→ **WORK REQUIRED**: Would you write out every entry exactly, but without the pictures?

(Dataset entries)
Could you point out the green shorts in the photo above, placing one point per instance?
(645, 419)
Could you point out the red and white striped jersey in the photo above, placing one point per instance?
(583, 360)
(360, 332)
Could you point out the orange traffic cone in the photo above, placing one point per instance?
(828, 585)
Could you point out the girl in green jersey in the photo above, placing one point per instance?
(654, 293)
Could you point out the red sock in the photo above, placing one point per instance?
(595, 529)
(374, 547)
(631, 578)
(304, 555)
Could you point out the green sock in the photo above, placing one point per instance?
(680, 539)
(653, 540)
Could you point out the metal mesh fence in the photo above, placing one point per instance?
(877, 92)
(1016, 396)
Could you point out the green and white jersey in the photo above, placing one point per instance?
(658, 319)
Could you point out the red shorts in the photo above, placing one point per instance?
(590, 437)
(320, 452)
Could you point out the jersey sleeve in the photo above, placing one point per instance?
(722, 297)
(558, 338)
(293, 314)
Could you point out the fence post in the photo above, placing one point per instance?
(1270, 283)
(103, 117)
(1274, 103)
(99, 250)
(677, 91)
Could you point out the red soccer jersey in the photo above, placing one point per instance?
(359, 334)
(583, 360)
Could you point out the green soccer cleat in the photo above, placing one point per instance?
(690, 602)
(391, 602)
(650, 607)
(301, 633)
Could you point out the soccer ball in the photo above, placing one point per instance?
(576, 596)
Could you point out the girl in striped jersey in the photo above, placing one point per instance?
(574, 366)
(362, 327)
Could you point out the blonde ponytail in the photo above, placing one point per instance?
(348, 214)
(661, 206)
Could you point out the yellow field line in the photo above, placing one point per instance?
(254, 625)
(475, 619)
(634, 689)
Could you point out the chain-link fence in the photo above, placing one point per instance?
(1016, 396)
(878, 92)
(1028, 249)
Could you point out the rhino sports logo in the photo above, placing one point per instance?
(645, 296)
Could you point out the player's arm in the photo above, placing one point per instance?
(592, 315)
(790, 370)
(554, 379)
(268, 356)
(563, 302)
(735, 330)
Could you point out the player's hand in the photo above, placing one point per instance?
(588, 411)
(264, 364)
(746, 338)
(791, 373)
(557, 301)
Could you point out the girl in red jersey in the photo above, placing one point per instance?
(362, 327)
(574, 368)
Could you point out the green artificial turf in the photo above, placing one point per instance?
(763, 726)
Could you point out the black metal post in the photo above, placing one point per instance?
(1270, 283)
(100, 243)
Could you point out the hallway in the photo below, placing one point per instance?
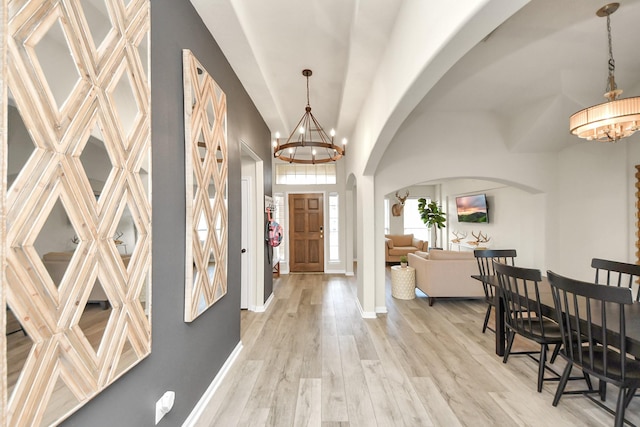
(312, 360)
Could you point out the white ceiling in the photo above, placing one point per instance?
(544, 63)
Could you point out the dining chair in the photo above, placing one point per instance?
(485, 259)
(519, 288)
(589, 344)
(615, 273)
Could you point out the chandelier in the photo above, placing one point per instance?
(308, 143)
(612, 120)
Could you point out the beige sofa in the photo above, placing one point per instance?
(56, 264)
(397, 245)
(446, 274)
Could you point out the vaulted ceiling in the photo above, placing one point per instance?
(531, 73)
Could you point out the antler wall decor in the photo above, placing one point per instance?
(459, 236)
(480, 238)
(396, 209)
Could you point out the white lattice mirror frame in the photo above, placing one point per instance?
(205, 112)
(67, 361)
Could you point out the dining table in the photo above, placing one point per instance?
(632, 317)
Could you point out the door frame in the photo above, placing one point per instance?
(255, 251)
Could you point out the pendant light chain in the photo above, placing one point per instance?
(308, 103)
(611, 83)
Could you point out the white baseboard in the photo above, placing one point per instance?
(194, 417)
(265, 306)
(365, 314)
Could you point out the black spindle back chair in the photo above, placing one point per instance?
(485, 259)
(586, 311)
(615, 273)
(519, 289)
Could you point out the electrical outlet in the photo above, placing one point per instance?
(164, 405)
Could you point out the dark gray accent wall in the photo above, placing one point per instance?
(185, 357)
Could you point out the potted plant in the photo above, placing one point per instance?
(432, 216)
(403, 261)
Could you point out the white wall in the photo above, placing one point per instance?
(593, 206)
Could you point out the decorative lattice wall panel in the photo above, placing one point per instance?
(75, 202)
(205, 109)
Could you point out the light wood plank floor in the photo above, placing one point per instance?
(311, 360)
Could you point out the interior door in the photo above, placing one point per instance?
(306, 233)
(245, 259)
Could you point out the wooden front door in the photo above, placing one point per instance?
(306, 233)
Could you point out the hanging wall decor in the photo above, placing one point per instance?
(205, 118)
(75, 202)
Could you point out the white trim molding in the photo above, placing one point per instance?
(194, 417)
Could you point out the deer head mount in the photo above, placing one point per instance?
(459, 236)
(396, 209)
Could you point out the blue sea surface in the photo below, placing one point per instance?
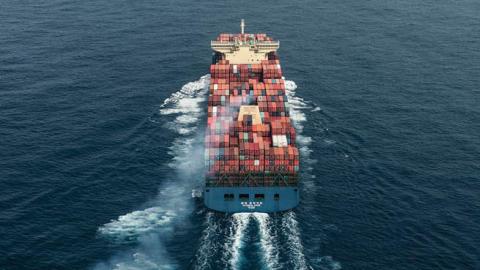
(102, 110)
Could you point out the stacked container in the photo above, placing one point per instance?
(240, 148)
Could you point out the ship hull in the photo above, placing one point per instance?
(274, 199)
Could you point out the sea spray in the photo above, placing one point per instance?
(150, 227)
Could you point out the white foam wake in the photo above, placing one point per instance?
(295, 248)
(235, 240)
(151, 226)
(268, 241)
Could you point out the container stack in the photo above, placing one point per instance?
(249, 139)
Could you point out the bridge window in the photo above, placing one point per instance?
(228, 197)
(259, 197)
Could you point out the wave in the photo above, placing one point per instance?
(268, 241)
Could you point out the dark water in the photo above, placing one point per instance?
(96, 167)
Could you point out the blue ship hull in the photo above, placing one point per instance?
(251, 199)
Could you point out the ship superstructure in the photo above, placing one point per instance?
(250, 153)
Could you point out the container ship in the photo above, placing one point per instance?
(252, 162)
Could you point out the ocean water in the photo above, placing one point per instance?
(102, 110)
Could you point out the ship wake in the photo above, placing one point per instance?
(149, 228)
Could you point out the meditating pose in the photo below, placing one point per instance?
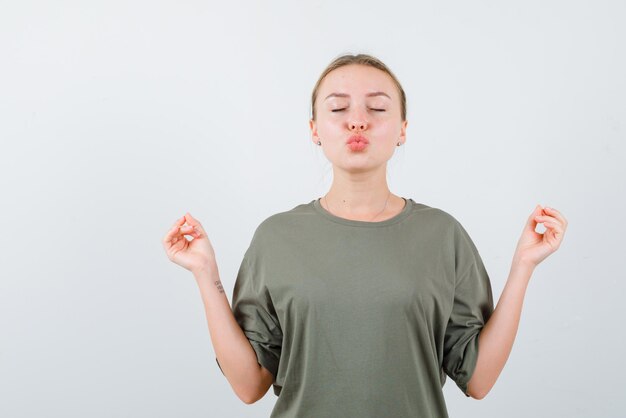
(359, 303)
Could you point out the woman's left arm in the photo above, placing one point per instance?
(495, 340)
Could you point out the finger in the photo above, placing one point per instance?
(555, 228)
(531, 223)
(556, 214)
(193, 222)
(174, 230)
(547, 218)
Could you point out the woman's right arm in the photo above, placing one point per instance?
(237, 359)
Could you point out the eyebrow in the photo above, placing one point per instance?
(376, 93)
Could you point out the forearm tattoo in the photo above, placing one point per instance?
(219, 286)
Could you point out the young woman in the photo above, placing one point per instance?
(360, 303)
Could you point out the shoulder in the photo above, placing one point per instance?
(282, 222)
(436, 216)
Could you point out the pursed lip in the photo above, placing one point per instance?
(357, 138)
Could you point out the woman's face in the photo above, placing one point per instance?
(358, 100)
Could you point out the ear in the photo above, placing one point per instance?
(313, 127)
(403, 131)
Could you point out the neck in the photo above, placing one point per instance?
(358, 194)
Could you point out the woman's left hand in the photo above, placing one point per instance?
(533, 247)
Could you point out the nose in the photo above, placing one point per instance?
(357, 124)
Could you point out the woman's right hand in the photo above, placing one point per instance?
(193, 255)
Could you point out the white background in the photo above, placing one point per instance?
(118, 117)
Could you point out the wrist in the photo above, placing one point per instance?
(205, 271)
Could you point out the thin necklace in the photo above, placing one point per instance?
(328, 206)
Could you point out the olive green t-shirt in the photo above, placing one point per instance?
(363, 319)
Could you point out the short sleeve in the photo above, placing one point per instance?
(254, 312)
(472, 307)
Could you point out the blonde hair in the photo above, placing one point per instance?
(362, 59)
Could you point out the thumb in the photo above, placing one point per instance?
(531, 222)
(193, 221)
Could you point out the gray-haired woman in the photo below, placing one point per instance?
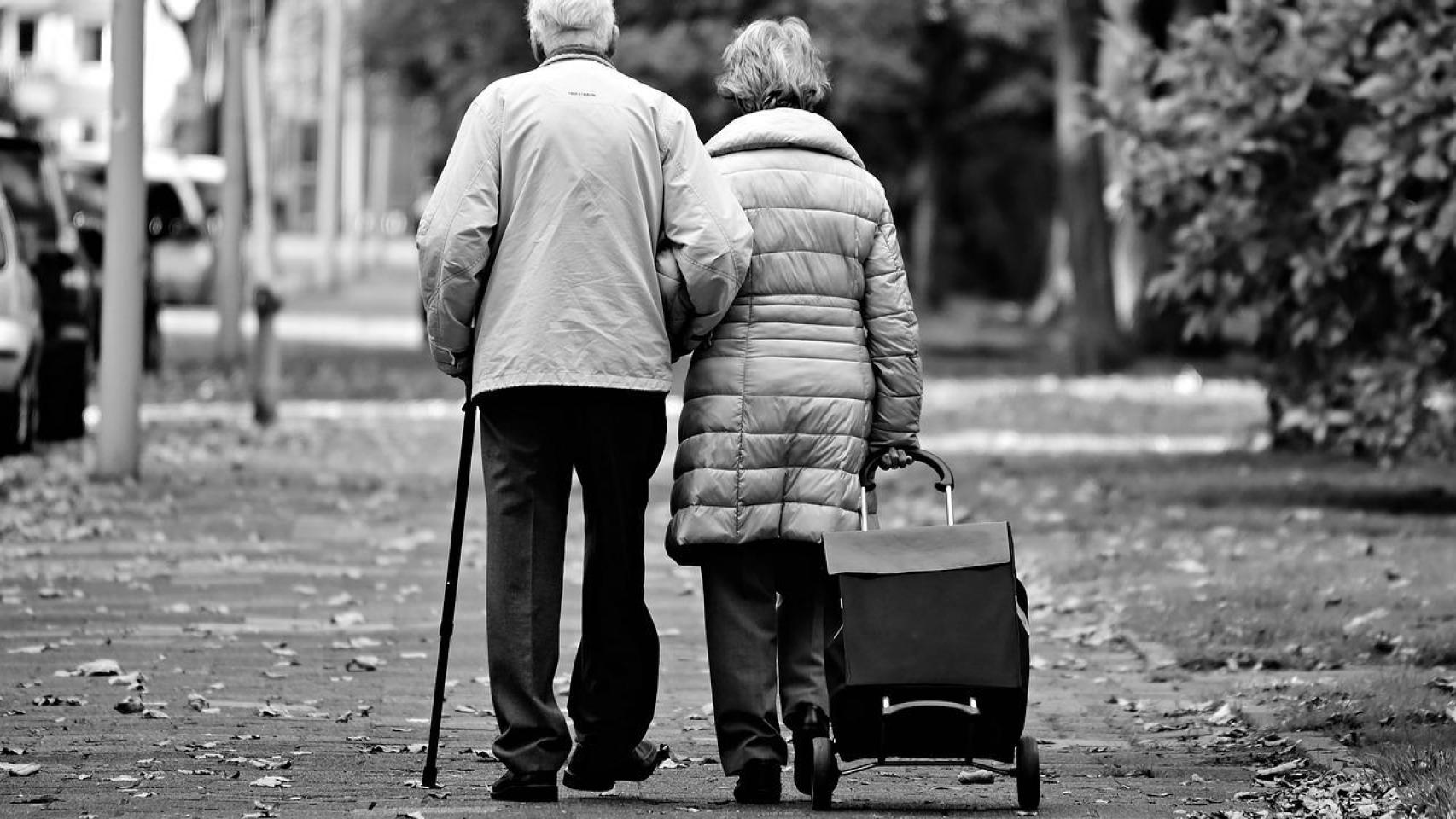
(814, 365)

→ **RESPONSE AREA**:
Could you point out the green shorts in the photo above, placing one point per instance?
(645, 419)
Could you point out the red and white striped jersey in the photo above, placing one point per instance?
(583, 360)
(360, 332)
Could you point out the orange traffic cone in the photo above, placing one point per instance?
(828, 585)
Could you point out the girl in green jersey in the photo above, placing one point per instance?
(654, 293)
Could you point out the red sock in the photo above, placing one point per instance?
(595, 529)
(374, 547)
(631, 578)
(304, 555)
Could you point out the green sock in the photo above, placing one point per instance?
(680, 539)
(653, 540)
Could you point out the metal mesh fence in the photo above, placing one point per instance?
(877, 92)
(1016, 396)
Could you point out the green and white jersey in the photo above, placing one point per instance?
(658, 319)
Could you point out the red shorts in the photo above, placing one point per instance?
(590, 437)
(320, 452)
Could you point out the jersey sleeve in the photo above, placing one point per instance?
(722, 297)
(558, 338)
(293, 314)
Could you point out the fence post in the photo above, placing one point per instance?
(1270, 283)
(103, 117)
(1274, 103)
(99, 250)
(677, 91)
Could you point out the red soccer jersey in the photo above, placing one point per instance?
(359, 334)
(583, 360)
Could you point out the green soccer cleat in the photo above, placing one point per instance?
(690, 602)
(391, 602)
(650, 607)
(301, 633)
Could you point out the soccer ball in the photo above, placing one point per instance?
(576, 596)
Could you point out the girl in striped jersey in the photo above, placing one point per instance?
(574, 366)
(362, 327)
Could you point out the blonde ponytail in the photo above, placing one point per instance?
(348, 214)
(661, 206)
Could you point out the yellow field line in the photo above, placing one point per instance?
(254, 625)
(475, 619)
(634, 689)
Could you point out the chain-link fence in the photo above, placing one point per instance?
(1016, 396)
(878, 92)
(1028, 249)
Could you point out the rhino sports logo in the photo above, placing one point per instance?
(645, 296)
Could you point out the player's arm in the photo above, placing one point per instance?
(592, 315)
(790, 370)
(554, 379)
(268, 356)
(563, 302)
(735, 330)
Could you point out the player's hand in the photo above, placing one point per instance?
(588, 411)
(264, 364)
(746, 338)
(791, 373)
(557, 301)
Could you point out the girl in red jersey in the photo above, placing one point per instance?
(362, 327)
(574, 368)
Could you point out the green artificial turf in the photo above, placing one point per instance?
(763, 726)
Could you point out the black metal post in the photo above, placing one point per instance?
(1270, 283)
(100, 243)
Could you point out the hallway in the photo below, placing one point per instance?
(312, 360)
Could you point out the white ceiling in the photo above, placing one point per instance?
(544, 63)
Could you point out the dining chair in the photo above, placing one point per instance?
(485, 259)
(519, 288)
(589, 344)
(615, 273)
Could you point out the chandelier in the photo above, placing one point per instance?
(308, 143)
(612, 120)
Could you point out the beige sofa in the photo above, placing one point per instance?
(56, 264)
(397, 245)
(446, 274)
Could you point out the vaulted ceiling in the photo above, placing one point per instance?
(531, 73)
Could you point out the antler wall decor in the photo above, placing one point per instance?
(459, 236)
(480, 238)
(396, 209)
Could you point out the white lattice mirror frame in the photo above, placing one point per instance?
(205, 112)
(67, 361)
Could you point out the dining table in the photo above, placing one point per instance?
(632, 317)
Could you point out the door frame in the photo above, placing one point per instance?
(255, 251)
Could you point out the pendant light chain in the photo above, placing one point per instance?
(308, 103)
(611, 83)
Could you point out the white baseboard in the photo above, placing one point per instance?
(194, 417)
(265, 306)
(365, 314)
Could you point out the black spindle back chair in the photo above, placing one point per instance?
(485, 259)
(586, 311)
(615, 273)
(519, 289)
Could you point out the electrical outlet in the photo above, placing one point per instance?
(164, 405)
Could you point out the dark gray accent wall in the photo above, placing one point per instance?
(185, 357)
Could you point out the potted plant in the photo above, placing one point per instance?
(432, 216)
(403, 261)
Could you point out the white wall in the photo above, placing one point per instance?
(593, 206)
Could you point out the decorative lattice wall panel in the photo above, placing one point per instance?
(75, 202)
(205, 109)
Could you point out the light wood plank floor in the photo above, placing one point per instance?
(311, 360)
Could you point out the interior door in the photo above, placing one point per instance?
(306, 233)
(245, 259)
Could you point out the wooden front door in the photo above, placing one point per instance?
(306, 233)
Could you point out the hanging wall decor in the photo above, placing one point per instance?
(205, 118)
(75, 202)
Could you point out the white trim molding in the photo above, placing one point per instance?
(194, 417)
Could you point out the deer head mount in the photo above, placing one point per instance?
(459, 236)
(396, 209)
Could you point out the blue sea surface in the photo below, placing one point per instance?
(102, 110)
Could you point out the stacked container in the photo above, placing one point per instance?
(240, 148)
Could you point out the ship hull in the photo above, placing one point per instance?
(274, 199)
Could you point out the sea spray in the photo above, placing one point per instance?
(150, 227)
Could you point out the white foam wake in the photo above, placing one point per instance?
(295, 248)
(235, 240)
(151, 226)
(268, 241)
Could you point out the container stack in the photo above, placing one point per instance?
(249, 139)
Could you point out the bridge window in the photo above, placing one point per instance?
(228, 197)
(259, 197)
Could you point out the wave in the photo above, placing one point per instance?
(268, 241)
Could you point out the dark water in the photo above, placing one point per instance?
(96, 167)
Could you point out the blue ship hull in the photo above, placing one point per instance?
(251, 199)
Could you point out the ship superstructure in the photo above, placing one point per instance?
(250, 153)
Could you point out the container ship in the photo above, placing one point per instance?
(252, 162)
Could you point out the ocean water in the photo above, placing one point per instance?
(102, 110)
Could you point out the ship wake in the photo above, placing one point per instance?
(149, 228)
Could you point out the meditating pose in the photo below, placing one point per instance?
(359, 303)
Could you point out the woman's left arm in the photo above, placing one point per instance?
(495, 340)
Could you point out the finger in the photo above, placing one point per instance?
(555, 228)
(531, 223)
(556, 214)
(193, 222)
(174, 230)
(547, 218)
Could you point out the woman's right arm in the photo above, placing one point per instance?
(237, 359)
Could you point out the eyebrow in the photo above, placing one point per instance?
(376, 93)
Could you point out the forearm tattoo in the photo above, placing one point per instance?
(219, 286)
Could you point out the young woman in the photo above, placing one point per instance?
(360, 303)
Could you point out the shoulder in the photo above, placing one point per instance?
(282, 222)
(436, 216)
Could you point out the pursed lip in the photo above, placing one point per instance?
(357, 138)
Could you point out the woman's face in the photo above, placing one point per instance?
(358, 100)
Could you point out the ear in the photo above, placing one point per instance?
(313, 127)
(403, 131)
Could you point out the neck in the photo above, placing one point per instance?
(358, 194)
Could you point out the woman's left hand in the photo above, placing one point per instance?
(533, 247)
Could you point out the nose in the photo above, placing one point per instance?
(357, 124)
Could you point out the woman's right hand in the photo above, placing one point per instance?
(193, 255)
Could you point out the white background in the photo above, placing one point per instance?
(118, 117)
Could you point out the wrist in the photo above, placing one point per instance?
(205, 271)
Could you point out the thin necklace in the photo above, placing one point per instance?
(328, 206)
Could you point out the olive green t-shirt in the photo above, placing one point per instance?
(363, 319)
Could you point out the short sleeve in the photo above, placing one point per instance?
(254, 312)
(472, 307)
Could you point out the blonde hair in the photo above, placing one point per instance?
(362, 59)
Could you point out the thumb in the photo above, placing one point per instance?
(531, 222)
(193, 221)
Could you point out the gray-haired woman in the photo below, placing one point per instance?
(814, 365)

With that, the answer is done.